STUDY TEXT =>
English bassist, guitarist, and vocalist (born 1948)

Richard Stephen Sinclair (born 6 June 1948) is an English progressive rock bassist, guitarist, and vocalist who has been a member of several bands of the Canterbury scene.

==Biography==
Born in Canterbury, England, both his father (Dick Sinclair) and grandfather (also named Dick Sinclair) were musical entertainers around Canterbury. Richard was introduced to the ukulele at age 3 and the guitar at 6, and was only 15 when he met Hugh and Brian Hopper when they came to see his dad's danceband. By the following year Sinclair was playing guitar (and occasionally singing) in the root Canterbury band The Wilde Flowers. In 1968 he became a founding member of Caravan, switching to bass guitar and sharing lead vocals with Pye Hastings. His compositional output came to the fore on the band's third album, the classic In the Land of Grey and Pink, on which he wrote and sang the title track, "Golf Girl" and the epic "Winter Wine". Sinclair left Caravan in 1972 to form Hatfield and the North with ex-Delivery members Phil Miller and Pip Pyle, lending his distinctive, quintessentially English voice and increasingly impressive bass playing skills to their two albums, and writing some of their best-loved songs, "Share It", "Let's Eat (Real Soon)" (both with lyrics by Pip Pyle) and "Halfway Between Heaven and Earth".

MATERIAL SUPPLIED =>
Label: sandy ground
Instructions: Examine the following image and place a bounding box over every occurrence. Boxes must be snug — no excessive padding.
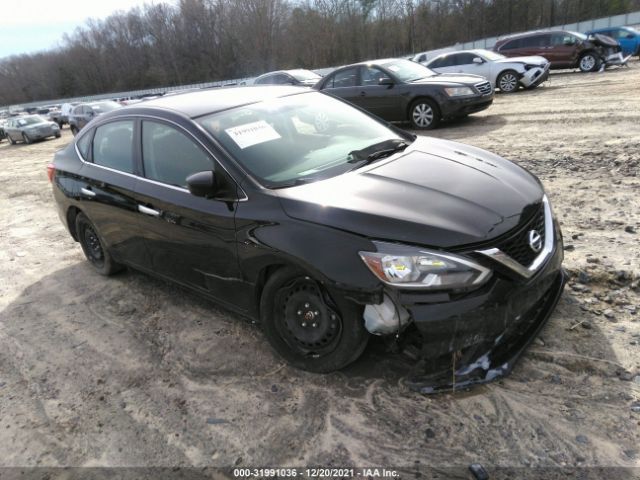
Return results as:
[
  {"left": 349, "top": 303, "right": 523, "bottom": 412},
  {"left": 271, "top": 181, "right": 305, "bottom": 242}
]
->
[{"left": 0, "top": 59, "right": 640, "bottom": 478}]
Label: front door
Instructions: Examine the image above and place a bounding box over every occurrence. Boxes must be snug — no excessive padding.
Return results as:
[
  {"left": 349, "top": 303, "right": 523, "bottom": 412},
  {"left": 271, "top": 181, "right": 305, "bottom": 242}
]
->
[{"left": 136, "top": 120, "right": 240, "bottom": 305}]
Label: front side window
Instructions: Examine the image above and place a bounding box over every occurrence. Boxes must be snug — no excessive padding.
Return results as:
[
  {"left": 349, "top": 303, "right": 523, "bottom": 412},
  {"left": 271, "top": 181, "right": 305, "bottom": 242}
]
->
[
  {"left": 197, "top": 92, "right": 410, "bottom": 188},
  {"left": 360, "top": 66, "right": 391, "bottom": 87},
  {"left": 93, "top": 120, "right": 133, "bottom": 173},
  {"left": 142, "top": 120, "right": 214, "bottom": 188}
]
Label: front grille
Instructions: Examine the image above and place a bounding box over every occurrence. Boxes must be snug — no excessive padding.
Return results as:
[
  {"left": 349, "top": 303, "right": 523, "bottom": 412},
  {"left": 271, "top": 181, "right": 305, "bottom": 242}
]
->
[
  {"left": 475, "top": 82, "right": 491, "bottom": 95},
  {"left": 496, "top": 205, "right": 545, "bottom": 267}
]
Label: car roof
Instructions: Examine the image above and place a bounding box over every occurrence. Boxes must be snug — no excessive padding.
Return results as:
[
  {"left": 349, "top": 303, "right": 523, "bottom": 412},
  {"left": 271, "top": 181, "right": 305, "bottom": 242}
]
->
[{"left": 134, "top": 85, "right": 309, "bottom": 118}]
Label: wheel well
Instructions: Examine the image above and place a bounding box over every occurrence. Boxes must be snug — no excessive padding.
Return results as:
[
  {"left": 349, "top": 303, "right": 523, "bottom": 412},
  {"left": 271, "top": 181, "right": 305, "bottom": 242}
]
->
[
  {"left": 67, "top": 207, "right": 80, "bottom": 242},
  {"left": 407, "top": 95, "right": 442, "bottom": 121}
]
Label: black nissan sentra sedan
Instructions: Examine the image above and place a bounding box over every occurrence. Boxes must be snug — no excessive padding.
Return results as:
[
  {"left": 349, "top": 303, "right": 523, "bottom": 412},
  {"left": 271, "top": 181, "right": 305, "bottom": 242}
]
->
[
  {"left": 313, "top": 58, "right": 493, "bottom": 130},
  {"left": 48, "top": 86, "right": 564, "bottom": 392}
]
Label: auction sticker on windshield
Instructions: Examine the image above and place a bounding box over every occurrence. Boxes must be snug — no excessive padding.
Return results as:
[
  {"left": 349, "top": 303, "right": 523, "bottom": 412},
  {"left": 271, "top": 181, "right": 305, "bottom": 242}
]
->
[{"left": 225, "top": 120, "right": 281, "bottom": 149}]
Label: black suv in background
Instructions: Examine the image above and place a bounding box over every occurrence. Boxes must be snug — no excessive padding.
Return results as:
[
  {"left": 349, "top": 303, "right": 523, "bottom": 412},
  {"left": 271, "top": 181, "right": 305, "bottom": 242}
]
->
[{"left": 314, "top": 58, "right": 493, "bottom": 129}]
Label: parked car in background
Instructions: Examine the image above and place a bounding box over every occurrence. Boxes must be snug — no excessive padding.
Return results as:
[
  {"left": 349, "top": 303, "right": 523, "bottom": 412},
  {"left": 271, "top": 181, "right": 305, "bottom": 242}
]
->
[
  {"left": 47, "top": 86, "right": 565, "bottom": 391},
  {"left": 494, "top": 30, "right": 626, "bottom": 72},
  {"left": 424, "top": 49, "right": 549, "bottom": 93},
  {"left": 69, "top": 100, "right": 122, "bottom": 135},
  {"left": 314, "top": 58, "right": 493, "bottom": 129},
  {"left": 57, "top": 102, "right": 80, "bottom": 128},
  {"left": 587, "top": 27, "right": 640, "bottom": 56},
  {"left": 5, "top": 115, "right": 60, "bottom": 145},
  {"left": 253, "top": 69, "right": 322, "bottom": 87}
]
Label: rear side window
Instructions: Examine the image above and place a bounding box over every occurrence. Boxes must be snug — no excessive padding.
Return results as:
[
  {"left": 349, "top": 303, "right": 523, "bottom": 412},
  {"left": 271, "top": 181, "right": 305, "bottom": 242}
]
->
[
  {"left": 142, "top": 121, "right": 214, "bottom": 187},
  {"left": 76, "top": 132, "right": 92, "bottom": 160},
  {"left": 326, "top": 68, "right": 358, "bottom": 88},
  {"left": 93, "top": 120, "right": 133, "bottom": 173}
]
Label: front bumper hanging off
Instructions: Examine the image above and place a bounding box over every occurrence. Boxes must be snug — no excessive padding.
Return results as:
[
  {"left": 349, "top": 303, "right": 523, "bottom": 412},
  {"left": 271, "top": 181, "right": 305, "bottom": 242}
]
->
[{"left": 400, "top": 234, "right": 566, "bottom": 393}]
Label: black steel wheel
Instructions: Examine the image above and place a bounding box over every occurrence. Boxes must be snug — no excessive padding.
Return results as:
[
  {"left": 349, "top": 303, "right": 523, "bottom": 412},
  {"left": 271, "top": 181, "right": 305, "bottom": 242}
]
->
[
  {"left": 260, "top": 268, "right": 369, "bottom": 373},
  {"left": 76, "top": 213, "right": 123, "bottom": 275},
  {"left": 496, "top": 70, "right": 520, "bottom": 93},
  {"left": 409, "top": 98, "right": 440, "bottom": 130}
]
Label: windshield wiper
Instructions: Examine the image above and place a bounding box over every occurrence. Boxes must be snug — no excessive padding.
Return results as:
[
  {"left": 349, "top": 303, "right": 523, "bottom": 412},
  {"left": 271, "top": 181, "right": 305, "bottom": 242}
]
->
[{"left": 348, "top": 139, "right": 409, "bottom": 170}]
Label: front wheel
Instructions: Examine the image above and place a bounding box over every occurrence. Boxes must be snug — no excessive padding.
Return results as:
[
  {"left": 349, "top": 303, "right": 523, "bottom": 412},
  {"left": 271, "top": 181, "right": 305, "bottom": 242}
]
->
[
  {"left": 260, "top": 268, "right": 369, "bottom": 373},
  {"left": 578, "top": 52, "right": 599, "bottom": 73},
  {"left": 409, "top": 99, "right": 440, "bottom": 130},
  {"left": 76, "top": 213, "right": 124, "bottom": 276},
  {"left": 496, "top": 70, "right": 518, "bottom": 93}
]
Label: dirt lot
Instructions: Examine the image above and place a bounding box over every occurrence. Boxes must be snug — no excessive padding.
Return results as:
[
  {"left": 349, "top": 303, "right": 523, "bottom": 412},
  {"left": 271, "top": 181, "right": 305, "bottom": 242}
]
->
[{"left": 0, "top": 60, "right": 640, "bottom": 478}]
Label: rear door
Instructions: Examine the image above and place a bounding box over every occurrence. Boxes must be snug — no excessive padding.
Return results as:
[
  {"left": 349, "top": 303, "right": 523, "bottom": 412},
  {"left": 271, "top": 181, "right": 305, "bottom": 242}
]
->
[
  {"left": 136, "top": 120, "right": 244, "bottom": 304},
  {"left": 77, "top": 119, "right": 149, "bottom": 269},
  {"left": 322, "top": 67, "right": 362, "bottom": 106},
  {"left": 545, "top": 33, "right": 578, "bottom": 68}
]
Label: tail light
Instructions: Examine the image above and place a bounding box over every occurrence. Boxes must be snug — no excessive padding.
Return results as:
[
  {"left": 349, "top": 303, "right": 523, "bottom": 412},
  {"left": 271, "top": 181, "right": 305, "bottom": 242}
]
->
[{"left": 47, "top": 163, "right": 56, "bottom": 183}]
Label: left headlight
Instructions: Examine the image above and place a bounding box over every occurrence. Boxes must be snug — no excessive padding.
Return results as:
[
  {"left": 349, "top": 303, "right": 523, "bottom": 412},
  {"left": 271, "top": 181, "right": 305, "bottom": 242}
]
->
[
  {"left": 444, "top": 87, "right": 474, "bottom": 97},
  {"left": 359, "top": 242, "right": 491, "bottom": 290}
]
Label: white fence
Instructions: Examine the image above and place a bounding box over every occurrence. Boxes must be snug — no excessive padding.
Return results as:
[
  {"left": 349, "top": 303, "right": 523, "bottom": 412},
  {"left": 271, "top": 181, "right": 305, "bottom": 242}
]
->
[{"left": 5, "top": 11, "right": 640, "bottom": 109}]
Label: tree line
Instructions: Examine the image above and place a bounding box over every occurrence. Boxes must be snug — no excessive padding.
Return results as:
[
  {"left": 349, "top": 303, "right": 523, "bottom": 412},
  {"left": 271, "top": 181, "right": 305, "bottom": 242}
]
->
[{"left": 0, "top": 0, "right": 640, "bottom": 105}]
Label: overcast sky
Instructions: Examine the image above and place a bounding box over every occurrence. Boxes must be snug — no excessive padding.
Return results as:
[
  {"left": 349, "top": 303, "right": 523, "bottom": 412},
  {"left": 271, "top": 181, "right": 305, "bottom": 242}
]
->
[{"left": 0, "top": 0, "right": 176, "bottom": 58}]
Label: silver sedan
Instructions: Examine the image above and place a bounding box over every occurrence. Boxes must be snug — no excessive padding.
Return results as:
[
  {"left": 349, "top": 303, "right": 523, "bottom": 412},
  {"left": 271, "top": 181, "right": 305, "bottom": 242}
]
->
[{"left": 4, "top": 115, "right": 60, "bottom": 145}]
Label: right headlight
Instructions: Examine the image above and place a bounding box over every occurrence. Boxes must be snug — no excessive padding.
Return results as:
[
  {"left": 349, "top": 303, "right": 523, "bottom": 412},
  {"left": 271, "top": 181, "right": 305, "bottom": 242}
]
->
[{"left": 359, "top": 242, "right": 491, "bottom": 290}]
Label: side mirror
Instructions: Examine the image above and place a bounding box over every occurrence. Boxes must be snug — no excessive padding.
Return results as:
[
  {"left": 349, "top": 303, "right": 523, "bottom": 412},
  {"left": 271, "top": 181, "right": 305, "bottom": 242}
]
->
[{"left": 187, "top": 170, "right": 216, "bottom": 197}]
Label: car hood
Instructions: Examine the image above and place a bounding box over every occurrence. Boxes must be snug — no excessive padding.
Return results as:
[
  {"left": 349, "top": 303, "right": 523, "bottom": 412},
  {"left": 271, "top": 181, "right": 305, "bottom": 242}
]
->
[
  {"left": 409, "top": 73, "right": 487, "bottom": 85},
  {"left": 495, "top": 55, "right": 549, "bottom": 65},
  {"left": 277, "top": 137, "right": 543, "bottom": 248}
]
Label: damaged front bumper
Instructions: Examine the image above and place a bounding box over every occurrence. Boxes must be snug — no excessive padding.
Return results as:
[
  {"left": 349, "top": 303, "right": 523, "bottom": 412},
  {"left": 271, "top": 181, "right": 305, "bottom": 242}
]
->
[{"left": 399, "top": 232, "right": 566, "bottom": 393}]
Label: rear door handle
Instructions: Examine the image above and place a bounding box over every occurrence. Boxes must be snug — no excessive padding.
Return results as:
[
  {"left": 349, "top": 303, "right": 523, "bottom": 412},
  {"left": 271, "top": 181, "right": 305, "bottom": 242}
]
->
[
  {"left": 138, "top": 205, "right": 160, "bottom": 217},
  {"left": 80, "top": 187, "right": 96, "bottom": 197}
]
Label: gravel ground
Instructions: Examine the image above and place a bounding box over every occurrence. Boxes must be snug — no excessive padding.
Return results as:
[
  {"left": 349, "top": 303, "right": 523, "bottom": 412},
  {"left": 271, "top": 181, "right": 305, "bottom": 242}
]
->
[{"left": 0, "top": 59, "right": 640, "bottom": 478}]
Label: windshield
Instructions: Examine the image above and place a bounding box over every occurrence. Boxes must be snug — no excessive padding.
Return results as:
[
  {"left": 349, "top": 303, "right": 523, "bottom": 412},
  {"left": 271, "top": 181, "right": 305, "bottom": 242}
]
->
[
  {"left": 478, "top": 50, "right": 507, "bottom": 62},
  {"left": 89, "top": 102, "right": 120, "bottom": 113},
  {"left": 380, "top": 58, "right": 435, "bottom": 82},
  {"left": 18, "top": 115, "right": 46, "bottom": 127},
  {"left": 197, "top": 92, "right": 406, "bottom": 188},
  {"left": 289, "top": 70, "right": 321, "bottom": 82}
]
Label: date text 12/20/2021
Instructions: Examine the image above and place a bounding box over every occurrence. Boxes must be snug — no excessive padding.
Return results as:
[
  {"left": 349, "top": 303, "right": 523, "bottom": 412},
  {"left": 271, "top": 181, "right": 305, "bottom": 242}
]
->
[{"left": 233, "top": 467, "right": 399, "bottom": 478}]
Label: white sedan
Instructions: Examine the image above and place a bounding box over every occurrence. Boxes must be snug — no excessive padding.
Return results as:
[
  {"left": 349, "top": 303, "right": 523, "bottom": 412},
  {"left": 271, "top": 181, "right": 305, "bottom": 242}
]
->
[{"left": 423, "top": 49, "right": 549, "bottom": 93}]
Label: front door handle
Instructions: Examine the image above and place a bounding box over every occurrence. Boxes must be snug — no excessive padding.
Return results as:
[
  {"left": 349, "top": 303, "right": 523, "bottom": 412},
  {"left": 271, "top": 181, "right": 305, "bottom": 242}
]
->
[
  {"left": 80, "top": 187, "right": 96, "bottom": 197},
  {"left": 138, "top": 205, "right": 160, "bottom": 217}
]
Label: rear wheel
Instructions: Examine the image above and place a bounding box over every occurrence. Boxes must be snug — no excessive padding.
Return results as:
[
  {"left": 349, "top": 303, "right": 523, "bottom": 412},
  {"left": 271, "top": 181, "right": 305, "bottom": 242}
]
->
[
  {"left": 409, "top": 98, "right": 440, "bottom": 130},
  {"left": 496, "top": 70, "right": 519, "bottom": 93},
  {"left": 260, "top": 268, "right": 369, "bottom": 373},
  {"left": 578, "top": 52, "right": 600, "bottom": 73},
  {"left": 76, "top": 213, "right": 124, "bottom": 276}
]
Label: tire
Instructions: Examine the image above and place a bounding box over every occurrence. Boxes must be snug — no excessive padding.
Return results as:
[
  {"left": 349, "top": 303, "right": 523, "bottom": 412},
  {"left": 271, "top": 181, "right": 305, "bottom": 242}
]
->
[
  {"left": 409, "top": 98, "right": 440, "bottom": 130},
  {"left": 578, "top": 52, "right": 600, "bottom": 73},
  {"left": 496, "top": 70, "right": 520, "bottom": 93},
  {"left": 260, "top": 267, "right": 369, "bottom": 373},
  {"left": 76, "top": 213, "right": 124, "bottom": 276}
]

EXERCISE DETAILS => Edit a part of the text on Richard Sinclair, swapping "progressive rock" for "jazz fusion". Begin at the words "Richard Stephen Sinclair" and stop after "the Canterbury scene.". Work from the text on Richard Sinclair alone.

SOLUTION TO THIS PROBLEM =>
Richard Stephen Sinclair (born 6 June 1948) is an English jazz fusion bassist, guitarist, and vocalist who has been a member of several bands of the Canterbury scene.